### Source records
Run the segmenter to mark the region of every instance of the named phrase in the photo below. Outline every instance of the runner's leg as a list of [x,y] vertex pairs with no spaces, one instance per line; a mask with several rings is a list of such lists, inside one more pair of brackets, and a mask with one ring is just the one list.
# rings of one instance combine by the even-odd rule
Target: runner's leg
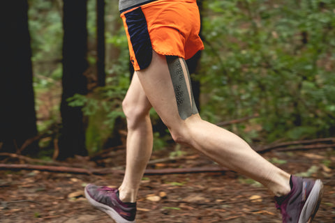
[[[182,67],[184,77],[188,79],[187,70]],[[153,52],[150,66],[137,73],[147,98],[173,139],[193,146],[223,166],[259,181],[277,196],[287,194],[290,190],[290,175],[267,162],[243,139],[202,120],[198,114],[181,118],[171,77],[173,74],[170,73],[173,71],[171,68],[170,70],[165,56]],[[185,89],[190,90],[188,86]]]
[[119,190],[120,199],[135,202],[140,183],[152,151],[151,108],[136,72],[122,103],[127,119],[126,172]]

### Goal of the exercise
Convert the entries above into a numbered list with one line per item, skipping blank lines and leaving out the pictures.

### Completed task
1. Run the segmenter to mark the region of every instance of the named phrase in the photo below. Outline every instance of the runner's leg as a list of [x,y] vertex pairs with no spaces, one instance per line; a mask with several rings is a list of such lists, inside one more pair of brackets, and a mask with one ring is just the one list.
2. # rings of one instance combine by the even-odd rule
3. Target: runner's leg
4. [[[182,67],[184,77],[188,79],[187,70]],[[153,52],[150,66],[137,73],[147,98],[173,139],[193,146],[223,166],[259,181],[277,196],[287,194],[290,190],[290,175],[267,162],[243,139],[202,120],[198,114],[181,118],[171,77],[173,74],[170,73],[173,71],[171,68],[170,70],[165,56]],[[185,89],[190,90],[188,86]]]
5. [[119,190],[120,199],[135,202],[140,183],[152,151],[151,108],[136,72],[122,103],[127,119],[126,172]]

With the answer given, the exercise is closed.